• Provided text:
---+---

When Deviations Are Okay

You can deviate from your pre-analysis plan. The key is documentation:

## Deviations from Pre-Analysis Plan

### Deviation 1: Extended experiment duration
- **Original**: 14 days
- **Actual**: 18 days
- **Reason**: Holiday weekend caused abnormal traffic; extended for representative sample
- **Impact**: Larger sample; more precise estimates

### Deviation 2: Changed outlier threshold
- **Original**: Winsorize at 99th percentile
- **Actual**: Winsorize at 97th percentile
- **Reason**: 99th percentile was $12,000 due to one enterprise order discovered during data quality check
- **Impact**: Ran sensitivity analysis with both; results consistent

### Deviation 3: Added post-hoc segment analysis
- **Original**: Overall analysis only
- **Actual**: Added mobile vs desktop breakdown
- **Reason**: Stakeholder request after overall result was flat
- **Status**: Labeled as EXPLORATORY in results

### No Changes
- Primary metric definition: As planned
- Decision rule: As planned
- Statistical test: As planned

When Deviations Are Red Flags

These should rarely happen without strong justification:

Deviation Red Flag Level Acceptable If
Change primary metric 🔴 High Major data quality issue discovered
Change test after seeing data 🔴 High Original test assumptions violated
Remove data after seeing results 🔴 High Documented quality issue (not outlier removal)
Change success threshold 🟡 Medium Business context changed
Add exploratory analyses 🟢 Low Labeled as exploratory

Integration with Experiment Workflow

Where Pre-Registration Fits

EXPERIMENT LIFECYCLE
────────────────────

1. DESIGN
   └─ Define hypothesis, metrics, sample size

2. PRE-REGISTRATION ← Lock the plan here
   └─ Write and timestamp analysis plan

3. LAUNCH
   └─ Start experiment, begin data collection

4. MONITORING
   └─ Check for bugs, SRM, data quality
   └─ DO NOT look at treatment effects

5. ANALYSIS
   └─ Pull data according to pre-registered plan
   └─ Run pre-specified analyses
   └─ Run exploratory analyses (labeled)

---+---

• Data shown:

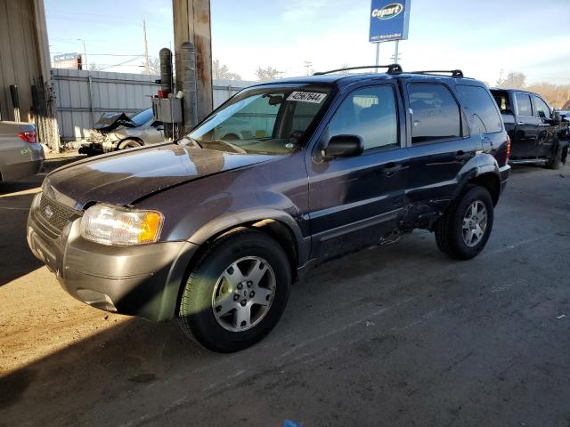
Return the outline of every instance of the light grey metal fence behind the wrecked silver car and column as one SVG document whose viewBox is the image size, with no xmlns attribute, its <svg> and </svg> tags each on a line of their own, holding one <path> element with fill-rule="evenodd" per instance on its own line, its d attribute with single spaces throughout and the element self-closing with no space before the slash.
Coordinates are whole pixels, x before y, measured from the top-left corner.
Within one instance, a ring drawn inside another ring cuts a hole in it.
<svg viewBox="0 0 570 427">
<path fill-rule="evenodd" d="M 2 1 L 2 0 L 0 0 Z M 159 89 L 154 81 L 159 76 L 141 74 L 53 69 L 57 118 L 63 141 L 80 141 L 102 113 L 125 111 L 134 113 L 151 107 L 150 96 Z M 214 81 L 214 108 L 232 94 L 253 82 Z"/>
</svg>

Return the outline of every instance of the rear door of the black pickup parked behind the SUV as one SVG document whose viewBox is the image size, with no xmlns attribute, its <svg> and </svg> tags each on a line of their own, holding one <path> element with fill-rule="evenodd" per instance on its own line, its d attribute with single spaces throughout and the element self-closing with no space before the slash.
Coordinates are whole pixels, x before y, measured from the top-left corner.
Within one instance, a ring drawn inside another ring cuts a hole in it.
<svg viewBox="0 0 570 427">
<path fill-rule="evenodd" d="M 533 116 L 533 103 L 528 93 L 515 93 L 515 139 L 511 141 L 513 159 L 536 157 L 535 146 L 540 120 Z"/>
</svg>

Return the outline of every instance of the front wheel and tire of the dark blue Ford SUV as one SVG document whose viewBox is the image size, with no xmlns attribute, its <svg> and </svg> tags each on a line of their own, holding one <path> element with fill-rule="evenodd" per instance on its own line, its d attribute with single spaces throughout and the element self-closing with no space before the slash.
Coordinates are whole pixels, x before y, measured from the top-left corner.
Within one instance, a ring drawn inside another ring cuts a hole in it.
<svg viewBox="0 0 570 427">
<path fill-rule="evenodd" d="M 277 324 L 290 285 L 289 259 L 273 238 L 257 230 L 230 233 L 218 238 L 191 270 L 179 323 L 209 350 L 243 350 Z"/>
</svg>

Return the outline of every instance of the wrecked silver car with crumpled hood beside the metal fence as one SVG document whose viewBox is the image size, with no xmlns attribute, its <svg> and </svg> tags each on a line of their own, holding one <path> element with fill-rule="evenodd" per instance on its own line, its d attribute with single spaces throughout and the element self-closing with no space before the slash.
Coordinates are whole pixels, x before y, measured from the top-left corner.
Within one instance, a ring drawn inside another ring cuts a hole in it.
<svg viewBox="0 0 570 427">
<path fill-rule="evenodd" d="M 152 109 L 143 109 L 130 117 L 125 113 L 104 113 L 79 153 L 93 156 L 164 141 L 168 141 L 164 125 L 154 120 Z"/>
</svg>

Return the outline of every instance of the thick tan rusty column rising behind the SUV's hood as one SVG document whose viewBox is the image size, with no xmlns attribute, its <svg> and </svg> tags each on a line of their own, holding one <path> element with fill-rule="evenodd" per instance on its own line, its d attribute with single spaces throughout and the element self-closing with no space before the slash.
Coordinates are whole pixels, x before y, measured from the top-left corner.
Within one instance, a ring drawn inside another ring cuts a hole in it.
<svg viewBox="0 0 570 427">
<path fill-rule="evenodd" d="M 190 42 L 196 49 L 196 103 L 198 120 L 212 111 L 212 32 L 209 0 L 172 0 L 175 28 L 176 90 L 183 89 L 182 45 Z M 186 101 L 183 100 L 186 107 Z"/>
</svg>

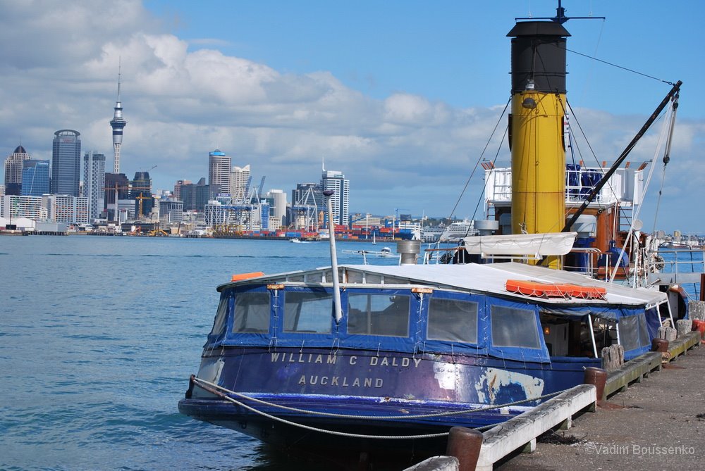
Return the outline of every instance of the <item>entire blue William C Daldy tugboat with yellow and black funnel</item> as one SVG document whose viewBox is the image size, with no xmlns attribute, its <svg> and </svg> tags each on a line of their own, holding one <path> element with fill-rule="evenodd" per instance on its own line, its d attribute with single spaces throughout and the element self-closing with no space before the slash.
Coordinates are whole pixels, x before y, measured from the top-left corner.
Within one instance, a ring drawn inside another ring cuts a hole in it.
<svg viewBox="0 0 705 471">
<path fill-rule="evenodd" d="M 591 206 L 601 183 L 584 166 L 565 177 L 562 23 L 509 33 L 513 165 L 486 168 L 486 188 L 510 189 L 488 199 L 496 220 L 460 227 L 447 264 L 417 264 L 419 241 L 403 241 L 399 265 L 338 267 L 331 237 L 330 267 L 221 284 L 181 413 L 288 450 L 422 458 L 450 427 L 493 426 L 582 383 L 603 348 L 649 351 L 683 314 L 664 291 L 612 282 L 635 274 L 630 254 L 596 233 L 620 233 L 622 201 Z"/>
</svg>

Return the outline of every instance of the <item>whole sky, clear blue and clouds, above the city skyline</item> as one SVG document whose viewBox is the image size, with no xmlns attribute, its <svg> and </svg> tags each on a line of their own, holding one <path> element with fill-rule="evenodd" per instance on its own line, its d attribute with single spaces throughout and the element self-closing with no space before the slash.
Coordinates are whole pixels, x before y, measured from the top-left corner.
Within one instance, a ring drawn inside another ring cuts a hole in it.
<svg viewBox="0 0 705 471">
<path fill-rule="evenodd" d="M 0 156 L 21 143 L 50 159 L 54 132 L 74 129 L 110 171 L 120 63 L 121 171 L 130 178 L 148 170 L 157 189 L 196 182 L 220 149 L 249 164 L 255 184 L 266 176 L 265 191 L 290 197 L 298 182 L 318 182 L 324 163 L 350 180 L 352 213 L 481 218 L 483 175 L 473 169 L 480 158 L 510 158 L 506 118 L 491 139 L 510 98 L 506 34 L 516 17 L 553 16 L 556 6 L 0 0 Z M 568 101 L 587 136 L 581 158 L 613 162 L 666 82 L 682 80 L 671 160 L 662 183 L 658 157 L 639 218 L 647 231 L 705 234 L 705 2 L 563 7 L 569 17 L 606 17 L 565 23 Z M 654 156 L 660 123 L 652 129 L 627 160 Z"/>
</svg>

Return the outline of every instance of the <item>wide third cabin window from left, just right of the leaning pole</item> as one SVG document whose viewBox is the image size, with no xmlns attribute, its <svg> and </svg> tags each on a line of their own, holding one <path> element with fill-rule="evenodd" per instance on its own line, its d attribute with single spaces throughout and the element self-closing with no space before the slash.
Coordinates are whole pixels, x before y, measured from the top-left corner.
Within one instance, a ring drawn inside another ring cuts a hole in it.
<svg viewBox="0 0 705 471">
<path fill-rule="evenodd" d="M 409 336 L 410 298 L 390 294 L 348 294 L 348 333 Z"/>
</svg>

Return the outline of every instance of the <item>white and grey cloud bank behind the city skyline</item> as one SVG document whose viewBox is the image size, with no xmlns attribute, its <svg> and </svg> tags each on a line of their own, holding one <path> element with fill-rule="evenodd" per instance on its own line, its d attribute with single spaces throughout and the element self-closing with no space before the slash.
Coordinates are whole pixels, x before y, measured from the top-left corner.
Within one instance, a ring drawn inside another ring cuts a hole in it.
<svg viewBox="0 0 705 471">
<path fill-rule="evenodd" d="M 373 99 L 325 70 L 281 73 L 209 49 L 218 40 L 196 40 L 191 50 L 137 0 L 2 2 L 0 41 L 6 45 L 0 49 L 0 142 L 6 153 L 21 139 L 34 156 L 49 158 L 54 131 L 73 128 L 81 132 L 84 150 L 111 161 L 108 123 L 121 61 L 128 121 L 121 170 L 131 176 L 157 165 L 152 176 L 161 188 L 207 175 L 208 152 L 216 148 L 234 165 L 250 163 L 255 177 L 267 175 L 267 187 L 285 191 L 318 180 L 325 158 L 326 168 L 350 178 L 353 211 L 388 213 L 405 206 L 443 215 L 503 109 L 453 108 L 405 92 Z M 613 161 L 643 120 L 577 111 L 598 161 Z M 501 119 L 484 155 L 489 160 L 500 144 L 499 157 L 508 158 L 506 117 Z M 703 123 L 678 128 L 669 168 L 678 184 L 666 190 L 701 188 L 705 168 L 695 155 L 704 134 Z M 580 151 L 591 161 L 587 144 Z M 650 157 L 640 145 L 630 159 Z M 471 215 L 477 203 L 478 177 L 460 217 Z"/>
</svg>

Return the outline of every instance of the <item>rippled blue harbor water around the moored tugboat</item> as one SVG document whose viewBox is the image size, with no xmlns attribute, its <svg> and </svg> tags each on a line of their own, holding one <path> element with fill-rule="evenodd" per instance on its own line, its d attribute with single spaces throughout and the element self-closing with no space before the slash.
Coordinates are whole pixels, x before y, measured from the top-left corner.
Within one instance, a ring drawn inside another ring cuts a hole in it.
<svg viewBox="0 0 705 471">
<path fill-rule="evenodd" d="M 384 244 L 337 246 L 340 263 L 362 263 L 343 251 Z M 0 470 L 297 469 L 176 405 L 218 284 L 330 265 L 329 255 L 326 242 L 0 237 Z"/>
</svg>

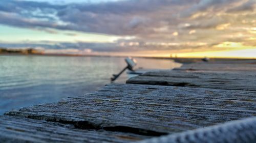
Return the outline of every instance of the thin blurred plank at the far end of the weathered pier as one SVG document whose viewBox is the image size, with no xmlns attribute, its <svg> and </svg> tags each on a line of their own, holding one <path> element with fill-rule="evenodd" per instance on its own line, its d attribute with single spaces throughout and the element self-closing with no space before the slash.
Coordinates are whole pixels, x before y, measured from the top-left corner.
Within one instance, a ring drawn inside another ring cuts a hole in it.
<svg viewBox="0 0 256 143">
<path fill-rule="evenodd" d="M 190 71 L 256 71 L 255 63 L 244 64 L 220 64 L 220 63 L 194 63 L 184 64 L 174 70 Z"/>
</svg>

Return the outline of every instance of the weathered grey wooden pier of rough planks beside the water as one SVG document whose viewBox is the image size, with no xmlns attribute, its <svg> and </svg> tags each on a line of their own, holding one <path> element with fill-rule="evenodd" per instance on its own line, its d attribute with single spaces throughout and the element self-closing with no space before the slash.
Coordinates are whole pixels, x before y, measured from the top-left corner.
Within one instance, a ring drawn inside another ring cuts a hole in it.
<svg viewBox="0 0 256 143">
<path fill-rule="evenodd" d="M 255 71 L 256 62 L 248 60 L 147 72 L 126 84 L 108 84 L 87 95 L 6 112 L 0 117 L 0 140 L 147 142 L 252 118 L 256 116 Z"/>
</svg>

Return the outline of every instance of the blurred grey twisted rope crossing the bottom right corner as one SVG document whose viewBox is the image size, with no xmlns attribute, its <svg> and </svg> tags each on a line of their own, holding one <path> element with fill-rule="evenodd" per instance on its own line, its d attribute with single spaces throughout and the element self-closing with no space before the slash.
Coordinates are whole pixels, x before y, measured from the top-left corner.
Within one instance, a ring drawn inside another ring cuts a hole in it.
<svg viewBox="0 0 256 143">
<path fill-rule="evenodd" d="M 228 122 L 172 135 L 145 139 L 137 143 L 254 143 L 256 140 L 256 118 Z"/>
</svg>

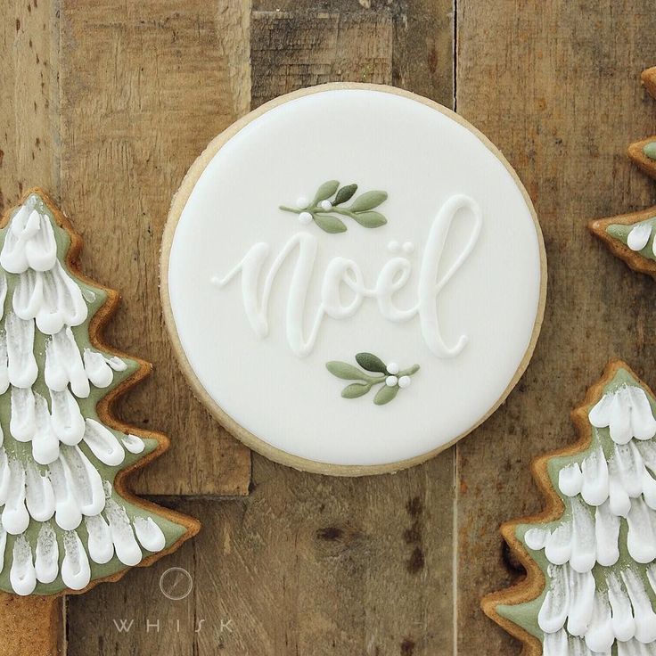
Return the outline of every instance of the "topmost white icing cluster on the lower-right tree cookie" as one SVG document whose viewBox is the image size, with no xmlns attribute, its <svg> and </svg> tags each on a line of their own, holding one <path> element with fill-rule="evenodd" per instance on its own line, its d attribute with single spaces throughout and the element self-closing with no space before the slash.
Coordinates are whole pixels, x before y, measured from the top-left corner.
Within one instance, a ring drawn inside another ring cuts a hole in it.
<svg viewBox="0 0 656 656">
<path fill-rule="evenodd" d="M 644 389 L 635 385 L 622 385 L 604 394 L 589 419 L 596 428 L 610 428 L 611 439 L 618 444 L 627 444 L 631 438 L 652 439 L 656 434 L 652 406 Z"/>
</svg>

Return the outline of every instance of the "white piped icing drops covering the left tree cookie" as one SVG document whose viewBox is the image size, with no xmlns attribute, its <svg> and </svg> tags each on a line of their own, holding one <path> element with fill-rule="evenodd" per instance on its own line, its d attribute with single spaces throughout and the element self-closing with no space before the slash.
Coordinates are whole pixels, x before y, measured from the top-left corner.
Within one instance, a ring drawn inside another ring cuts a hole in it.
<svg viewBox="0 0 656 656">
<path fill-rule="evenodd" d="M 0 396 L 9 396 L 7 435 L 0 425 L 0 573 L 11 544 L 16 594 L 58 577 L 59 589 L 79 590 L 93 563 L 116 557 L 132 566 L 142 549 L 166 545 L 157 521 L 128 513 L 112 487 L 111 471 L 127 454 L 142 453 L 143 439 L 115 434 L 78 403 L 94 388 L 109 388 L 127 364 L 79 347 L 73 329 L 86 322 L 95 294 L 61 266 L 58 230 L 33 194 L 5 228 L 0 250 Z M 37 332 L 45 335 L 45 354 L 37 352 Z M 28 534 L 32 522 L 40 527 Z"/>
</svg>

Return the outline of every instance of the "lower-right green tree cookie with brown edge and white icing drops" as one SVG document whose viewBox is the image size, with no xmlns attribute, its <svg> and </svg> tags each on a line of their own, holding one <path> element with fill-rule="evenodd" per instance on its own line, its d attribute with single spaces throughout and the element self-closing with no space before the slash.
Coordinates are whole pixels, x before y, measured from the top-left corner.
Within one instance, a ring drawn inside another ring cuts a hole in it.
<svg viewBox="0 0 656 656">
<path fill-rule="evenodd" d="M 527 570 L 483 610 L 527 654 L 656 654 L 656 398 L 614 361 L 572 414 L 580 439 L 537 459 L 544 512 L 504 524 Z"/>
</svg>

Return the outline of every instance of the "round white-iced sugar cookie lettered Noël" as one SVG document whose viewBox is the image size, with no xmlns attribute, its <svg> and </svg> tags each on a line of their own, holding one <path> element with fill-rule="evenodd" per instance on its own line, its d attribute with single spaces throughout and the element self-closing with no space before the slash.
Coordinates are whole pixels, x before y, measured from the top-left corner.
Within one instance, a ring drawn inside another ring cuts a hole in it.
<svg viewBox="0 0 656 656">
<path fill-rule="evenodd" d="M 395 471 L 494 412 L 545 305 L 528 194 L 454 112 L 389 86 L 268 102 L 173 201 L 161 293 L 193 389 L 299 469 Z"/>
</svg>

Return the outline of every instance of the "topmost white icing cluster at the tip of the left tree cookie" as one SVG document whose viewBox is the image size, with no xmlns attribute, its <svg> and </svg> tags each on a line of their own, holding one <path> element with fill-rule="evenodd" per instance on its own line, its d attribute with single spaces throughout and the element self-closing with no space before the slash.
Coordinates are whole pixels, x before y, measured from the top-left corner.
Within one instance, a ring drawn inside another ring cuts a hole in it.
<svg viewBox="0 0 656 656">
<path fill-rule="evenodd" d="M 0 251 L 0 266 L 12 274 L 22 274 L 28 267 L 48 271 L 56 262 L 53 226 L 48 217 L 33 209 L 35 200 L 28 199 L 12 217 Z"/>
</svg>

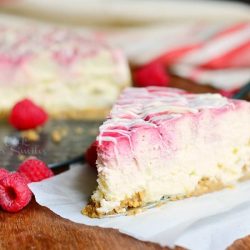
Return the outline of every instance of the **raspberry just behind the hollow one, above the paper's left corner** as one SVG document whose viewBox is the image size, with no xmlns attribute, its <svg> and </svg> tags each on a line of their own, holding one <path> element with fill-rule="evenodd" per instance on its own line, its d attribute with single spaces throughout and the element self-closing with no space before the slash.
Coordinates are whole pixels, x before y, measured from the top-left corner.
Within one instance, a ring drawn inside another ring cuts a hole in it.
<svg viewBox="0 0 250 250">
<path fill-rule="evenodd" d="M 41 181 L 54 175 L 43 161 L 36 158 L 29 158 L 24 161 L 17 171 L 31 182 Z"/>
</svg>

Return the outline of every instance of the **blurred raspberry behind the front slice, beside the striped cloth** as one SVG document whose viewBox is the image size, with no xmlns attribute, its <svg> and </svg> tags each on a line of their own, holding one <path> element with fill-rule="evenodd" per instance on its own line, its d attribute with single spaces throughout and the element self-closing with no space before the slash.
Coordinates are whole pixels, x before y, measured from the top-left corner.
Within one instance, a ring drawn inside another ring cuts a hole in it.
<svg viewBox="0 0 250 250">
<path fill-rule="evenodd" d="M 159 63 L 151 63 L 138 68 L 134 72 L 134 82 L 138 87 L 165 87 L 169 82 L 169 76 L 164 68 L 164 65 Z"/>
</svg>

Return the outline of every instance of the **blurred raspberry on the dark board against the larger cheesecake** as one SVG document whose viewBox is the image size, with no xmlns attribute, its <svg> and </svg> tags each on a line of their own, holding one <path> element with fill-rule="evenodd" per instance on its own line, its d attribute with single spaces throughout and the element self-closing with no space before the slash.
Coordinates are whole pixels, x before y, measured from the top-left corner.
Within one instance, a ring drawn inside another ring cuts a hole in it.
<svg viewBox="0 0 250 250">
<path fill-rule="evenodd" d="M 48 119 L 47 113 L 29 99 L 24 99 L 12 108 L 9 122 L 18 130 L 33 129 L 43 125 Z"/>
</svg>

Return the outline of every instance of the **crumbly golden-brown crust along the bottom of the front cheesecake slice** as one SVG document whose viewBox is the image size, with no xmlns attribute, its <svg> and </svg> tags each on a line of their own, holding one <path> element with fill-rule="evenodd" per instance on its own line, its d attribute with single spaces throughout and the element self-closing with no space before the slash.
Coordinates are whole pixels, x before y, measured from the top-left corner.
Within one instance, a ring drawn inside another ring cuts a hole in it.
<svg viewBox="0 0 250 250">
<path fill-rule="evenodd" d="M 208 177 L 204 177 L 198 182 L 198 185 L 192 192 L 186 193 L 183 195 L 172 196 L 169 200 L 176 201 L 176 200 L 181 200 L 181 199 L 185 199 L 189 197 L 197 197 L 206 193 L 219 191 L 224 188 L 232 188 L 232 185 L 225 185 L 218 179 L 210 179 Z M 114 214 L 122 213 L 124 212 L 124 209 L 128 210 L 128 213 L 126 213 L 127 215 L 136 214 L 144 210 L 144 209 L 140 209 L 140 208 L 143 208 L 144 205 L 146 205 L 143 202 L 143 198 L 144 198 L 144 192 L 135 193 L 131 198 L 127 198 L 123 200 L 119 207 L 113 209 L 109 213 L 98 212 L 97 209 L 100 208 L 100 203 L 91 200 L 89 204 L 85 208 L 83 208 L 82 214 L 87 215 L 91 218 L 102 218 L 107 215 L 114 215 Z M 164 204 L 164 202 L 158 201 L 158 204 L 162 205 Z M 129 209 L 131 208 L 132 208 L 132 213 L 129 212 Z"/>
</svg>

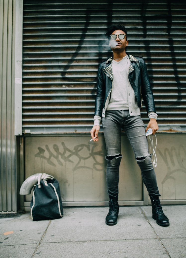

---+---

• Problem description: Extend the text on pre-analysis plans, picking up after its final line in the experiment lifecycle.

• Task answer:
6. REPORTING
   └─ Report all pre-specified analyses
   └─ Report exploratory with caveats
   └─ Link to pre-registration

Automation Ideas

def create_prereg_from_config(experiment_config):
    """
    Generate pre-registration document from experiment config.
    """
    prereg = f"""
# Pre-Analysis Plan: {experiment_config['name']}

**Auto-generated**: {experiment_config['created_date']}
**Experiment Start**: {experiment_config['start_date']}

## Primary Metric
**Metric**: {experiment_config['primary_metric']['name']}
- **Definition**: {experiment_config['primary_metric']['definition']}

## Sample Size
- **Target**: {experiment_config['sample_size']} per group
- **Duration**: {experiment_config['duration_days']} days

## Decision Rule
- **MDE**: {experiment_config['mde']}
- **Ship if**: Lower CI bound > 0
- **α**: {experiment_config.get('alpha', 0.05)}

## Guardrails
"""
    for guardrail in experiment_config.get('guardrails', []):
        prereg += f"- {guardrail['metric']}: {guardrail['threshold']}\n"

    return prereg


# Example usage
config = {
    'name': 'Checkout v3',
    'created_date': '2026-01-26',
    'start_date': '2026-01-27',
    'primary_metric': {
        'name': 'Conversion Rate',
        'definition': 'Purchases / Unique Users'
    },
    'sample_size': 50000,
    'duration_days': 14,
    'mde': 0.02,
    'guardrails': [
        {'metric': 'Revenue', 'threshold': 'No decrease > 5%'},
        {'metric': 'Errors', 'threshold': 'No increase > 10%'}
    ]
}

print(create_prereg_from_config(config))

Common Objections and Responses

"We move too fast for this"

Response: The lite version takes 15 minutes. You probably spend more time defending methodology in review. Pre-registration prevents those debates.

"What if our hypothesis changes?"

Response: Document it. "Original hypothesis was X. After [learning/discussion], we refined to Y before analysis." Iteration before analysis is fine—changing after is the problem.

"This feels like bureaucracy"

Response: It's insurance, not bureaucracy. One sentence each for: metric, decision rule, timing. That's it for minimum viable pre-reg.

"I already know I won't p-hack"

Response: I believe you. But your stakeholders don't know that. Pre-registration lets you prove it rather than just assert it.

"What if the pre-specified analysis is wrong?"

Response: Do the better analysis too! Report: "Our pre-specified approach was X [with results]. We also conducted [better approach] which showed [results]. We recommend focusing on [better approach] because [reason]."


Building the Habit

Week 1-2: Minimum Viable

Before analyzing any experiment:
1. Write one sentence: "Primary metric is [X]"
2. Write one sentence: "Ship if [condition]"
3. Email it to yourself
Done. That's pre-registration.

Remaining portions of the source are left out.